• TREŚĆ ZADANIA: Przepisz fragment materiału od wiersza zawierającego „target: woven basket” do końca materiału włącznie, zamieniając „even-odd” na „nonzero” i pozostawiając resztę bez zmian.

• MATERIAŁ DO ĆWICZENIA:
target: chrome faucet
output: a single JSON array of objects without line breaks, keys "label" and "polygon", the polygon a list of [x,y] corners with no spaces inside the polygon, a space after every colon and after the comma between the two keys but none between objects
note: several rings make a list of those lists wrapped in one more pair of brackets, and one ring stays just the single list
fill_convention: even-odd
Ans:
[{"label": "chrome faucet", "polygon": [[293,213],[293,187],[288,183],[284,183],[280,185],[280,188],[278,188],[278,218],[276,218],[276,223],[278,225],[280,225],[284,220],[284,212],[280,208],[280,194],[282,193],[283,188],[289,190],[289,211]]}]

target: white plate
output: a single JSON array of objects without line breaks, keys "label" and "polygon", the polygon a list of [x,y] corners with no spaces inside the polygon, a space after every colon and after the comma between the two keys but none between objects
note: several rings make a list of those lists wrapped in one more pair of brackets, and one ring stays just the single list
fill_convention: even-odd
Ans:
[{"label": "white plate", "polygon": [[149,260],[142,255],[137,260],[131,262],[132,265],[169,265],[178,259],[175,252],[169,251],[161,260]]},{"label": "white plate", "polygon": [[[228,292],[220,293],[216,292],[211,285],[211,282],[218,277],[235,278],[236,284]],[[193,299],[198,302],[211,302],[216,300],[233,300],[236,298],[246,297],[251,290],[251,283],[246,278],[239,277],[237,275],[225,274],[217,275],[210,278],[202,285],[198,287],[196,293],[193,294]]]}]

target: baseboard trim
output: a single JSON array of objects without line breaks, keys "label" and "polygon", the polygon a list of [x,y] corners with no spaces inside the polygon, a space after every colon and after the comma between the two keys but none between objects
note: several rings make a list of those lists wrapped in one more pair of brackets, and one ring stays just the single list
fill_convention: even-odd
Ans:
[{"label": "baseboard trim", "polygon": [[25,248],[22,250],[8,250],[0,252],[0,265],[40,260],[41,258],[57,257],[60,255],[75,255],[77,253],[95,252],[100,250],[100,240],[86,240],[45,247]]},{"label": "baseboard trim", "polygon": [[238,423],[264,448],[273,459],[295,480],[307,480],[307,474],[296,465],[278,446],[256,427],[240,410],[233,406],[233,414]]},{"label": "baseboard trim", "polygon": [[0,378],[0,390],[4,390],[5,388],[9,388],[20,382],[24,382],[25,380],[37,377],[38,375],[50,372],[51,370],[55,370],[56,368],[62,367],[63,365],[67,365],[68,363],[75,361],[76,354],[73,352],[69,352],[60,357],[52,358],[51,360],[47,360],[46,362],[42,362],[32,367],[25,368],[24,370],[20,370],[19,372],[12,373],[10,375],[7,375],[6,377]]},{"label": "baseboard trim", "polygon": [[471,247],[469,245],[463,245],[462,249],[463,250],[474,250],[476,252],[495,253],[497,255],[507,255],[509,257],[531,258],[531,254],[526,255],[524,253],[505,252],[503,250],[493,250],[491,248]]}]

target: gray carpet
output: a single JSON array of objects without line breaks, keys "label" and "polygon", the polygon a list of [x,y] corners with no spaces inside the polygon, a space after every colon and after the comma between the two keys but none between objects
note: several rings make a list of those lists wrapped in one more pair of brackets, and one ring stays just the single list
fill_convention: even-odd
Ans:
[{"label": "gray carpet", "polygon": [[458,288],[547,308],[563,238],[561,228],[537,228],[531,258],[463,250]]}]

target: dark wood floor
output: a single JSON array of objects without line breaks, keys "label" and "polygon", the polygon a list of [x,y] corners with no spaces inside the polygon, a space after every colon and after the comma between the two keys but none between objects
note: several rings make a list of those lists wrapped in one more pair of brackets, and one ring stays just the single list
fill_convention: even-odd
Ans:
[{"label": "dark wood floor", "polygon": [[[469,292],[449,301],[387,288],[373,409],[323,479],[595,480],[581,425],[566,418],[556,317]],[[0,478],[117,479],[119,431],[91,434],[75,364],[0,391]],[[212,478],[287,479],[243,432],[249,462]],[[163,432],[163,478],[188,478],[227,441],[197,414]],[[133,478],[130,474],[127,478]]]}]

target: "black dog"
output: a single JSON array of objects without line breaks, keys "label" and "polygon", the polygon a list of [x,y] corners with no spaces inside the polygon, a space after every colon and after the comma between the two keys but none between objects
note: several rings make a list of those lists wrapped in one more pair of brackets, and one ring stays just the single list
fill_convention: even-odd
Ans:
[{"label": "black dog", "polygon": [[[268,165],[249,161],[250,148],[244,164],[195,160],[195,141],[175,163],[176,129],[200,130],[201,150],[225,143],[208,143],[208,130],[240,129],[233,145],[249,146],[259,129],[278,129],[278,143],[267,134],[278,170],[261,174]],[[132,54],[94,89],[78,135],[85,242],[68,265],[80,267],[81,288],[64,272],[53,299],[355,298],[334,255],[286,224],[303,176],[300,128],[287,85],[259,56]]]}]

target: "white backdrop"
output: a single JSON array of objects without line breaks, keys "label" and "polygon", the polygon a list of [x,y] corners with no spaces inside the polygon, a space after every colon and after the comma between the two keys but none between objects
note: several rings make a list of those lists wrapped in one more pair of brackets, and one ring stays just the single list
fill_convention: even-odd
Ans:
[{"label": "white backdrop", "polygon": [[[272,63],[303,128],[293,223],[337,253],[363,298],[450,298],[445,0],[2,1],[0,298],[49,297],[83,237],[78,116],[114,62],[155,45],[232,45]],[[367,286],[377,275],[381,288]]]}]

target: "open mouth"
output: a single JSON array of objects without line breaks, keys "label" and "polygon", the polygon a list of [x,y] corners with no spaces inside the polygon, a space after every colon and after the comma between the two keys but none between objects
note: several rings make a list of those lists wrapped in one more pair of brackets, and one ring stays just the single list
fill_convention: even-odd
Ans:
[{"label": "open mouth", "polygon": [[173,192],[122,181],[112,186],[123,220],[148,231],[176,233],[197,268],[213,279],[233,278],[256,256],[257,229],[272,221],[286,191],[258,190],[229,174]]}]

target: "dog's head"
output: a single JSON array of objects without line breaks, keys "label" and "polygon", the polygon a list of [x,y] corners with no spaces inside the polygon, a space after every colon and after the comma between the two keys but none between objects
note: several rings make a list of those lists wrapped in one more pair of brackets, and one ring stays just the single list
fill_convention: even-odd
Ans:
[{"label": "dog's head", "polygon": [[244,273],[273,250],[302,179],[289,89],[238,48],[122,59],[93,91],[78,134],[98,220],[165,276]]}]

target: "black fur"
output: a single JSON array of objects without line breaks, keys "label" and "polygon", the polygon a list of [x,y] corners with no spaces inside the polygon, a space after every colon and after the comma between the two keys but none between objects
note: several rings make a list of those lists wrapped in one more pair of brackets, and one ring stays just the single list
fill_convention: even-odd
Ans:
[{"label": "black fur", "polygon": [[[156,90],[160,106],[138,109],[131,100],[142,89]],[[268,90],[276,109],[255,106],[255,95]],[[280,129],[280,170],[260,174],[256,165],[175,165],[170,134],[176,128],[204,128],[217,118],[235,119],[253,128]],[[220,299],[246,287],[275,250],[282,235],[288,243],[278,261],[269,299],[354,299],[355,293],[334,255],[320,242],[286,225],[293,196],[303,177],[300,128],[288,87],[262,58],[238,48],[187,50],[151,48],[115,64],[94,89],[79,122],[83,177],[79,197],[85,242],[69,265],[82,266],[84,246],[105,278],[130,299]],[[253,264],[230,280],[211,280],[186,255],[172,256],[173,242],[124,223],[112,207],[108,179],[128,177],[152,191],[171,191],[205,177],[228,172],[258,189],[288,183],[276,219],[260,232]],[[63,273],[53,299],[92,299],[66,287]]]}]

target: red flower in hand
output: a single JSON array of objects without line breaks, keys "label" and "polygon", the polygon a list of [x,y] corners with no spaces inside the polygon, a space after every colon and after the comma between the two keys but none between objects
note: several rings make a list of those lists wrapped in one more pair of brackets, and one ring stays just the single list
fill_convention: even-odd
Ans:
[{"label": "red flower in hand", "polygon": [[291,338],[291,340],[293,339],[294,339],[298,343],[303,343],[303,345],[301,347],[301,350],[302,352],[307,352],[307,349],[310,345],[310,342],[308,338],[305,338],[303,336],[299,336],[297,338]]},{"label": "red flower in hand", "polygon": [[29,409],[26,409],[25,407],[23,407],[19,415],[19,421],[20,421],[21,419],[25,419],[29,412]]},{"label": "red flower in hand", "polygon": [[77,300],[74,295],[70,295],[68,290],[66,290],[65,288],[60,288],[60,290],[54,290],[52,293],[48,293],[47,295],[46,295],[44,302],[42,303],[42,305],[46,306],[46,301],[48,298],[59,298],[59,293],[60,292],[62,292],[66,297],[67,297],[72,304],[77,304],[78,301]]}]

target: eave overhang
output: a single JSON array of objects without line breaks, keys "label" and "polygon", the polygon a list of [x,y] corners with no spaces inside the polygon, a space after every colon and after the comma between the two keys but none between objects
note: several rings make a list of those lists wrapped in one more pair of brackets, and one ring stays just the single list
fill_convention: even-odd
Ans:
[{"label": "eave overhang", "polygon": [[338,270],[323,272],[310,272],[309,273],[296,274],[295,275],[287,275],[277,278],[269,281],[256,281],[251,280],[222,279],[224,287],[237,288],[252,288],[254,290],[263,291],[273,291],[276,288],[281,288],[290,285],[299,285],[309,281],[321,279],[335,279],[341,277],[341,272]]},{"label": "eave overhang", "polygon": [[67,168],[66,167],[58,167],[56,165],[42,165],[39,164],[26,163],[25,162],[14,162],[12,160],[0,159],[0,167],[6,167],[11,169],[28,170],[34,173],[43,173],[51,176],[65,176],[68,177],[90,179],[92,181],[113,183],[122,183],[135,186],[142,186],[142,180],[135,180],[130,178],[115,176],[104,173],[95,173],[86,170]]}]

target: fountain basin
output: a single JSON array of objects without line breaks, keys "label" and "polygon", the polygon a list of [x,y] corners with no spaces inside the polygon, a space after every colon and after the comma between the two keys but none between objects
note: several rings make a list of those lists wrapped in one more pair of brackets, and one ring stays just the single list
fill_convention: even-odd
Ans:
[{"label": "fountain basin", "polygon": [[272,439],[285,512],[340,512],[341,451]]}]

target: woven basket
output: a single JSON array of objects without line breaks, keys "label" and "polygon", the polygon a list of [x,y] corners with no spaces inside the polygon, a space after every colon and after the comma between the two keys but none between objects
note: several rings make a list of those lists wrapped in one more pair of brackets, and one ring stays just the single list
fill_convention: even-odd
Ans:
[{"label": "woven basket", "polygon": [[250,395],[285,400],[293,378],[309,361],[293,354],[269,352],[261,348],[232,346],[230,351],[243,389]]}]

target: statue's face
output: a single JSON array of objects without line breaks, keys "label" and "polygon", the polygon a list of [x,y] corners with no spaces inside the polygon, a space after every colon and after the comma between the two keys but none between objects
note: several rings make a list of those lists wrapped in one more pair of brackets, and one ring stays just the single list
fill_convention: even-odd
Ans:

• PEŁNA ODPOWIEDŹ:
target: woven basket
output: a single JSON array of objects without line breaks, keys "label" and "polygon", the polygon a list of [x,y] corners with no spaces inside the polygon, a space after every colon and after the comma between the two keys but none between objects
note: several rings make a list of those lists wrapped in one more pair of brackets, and one ring stays just the single list
fill_convention: nonzero
Ans:
[{"label": "woven basket", "polygon": [[250,395],[285,400],[293,378],[309,361],[293,354],[269,352],[261,348],[232,346],[230,351],[243,389]]}]

target: statue's face
output: a single JSON array of objects without line breaks, keys "label" and "polygon", the polygon a list of [x,y] corners with no spaces inside the polygon, a space after every colon and after the comma between the two keys but none between objects
note: several rings make a list of those lists wrapped in one more pair of brackets, and one ring stays just the single list
fill_convention: nonzero
Ans:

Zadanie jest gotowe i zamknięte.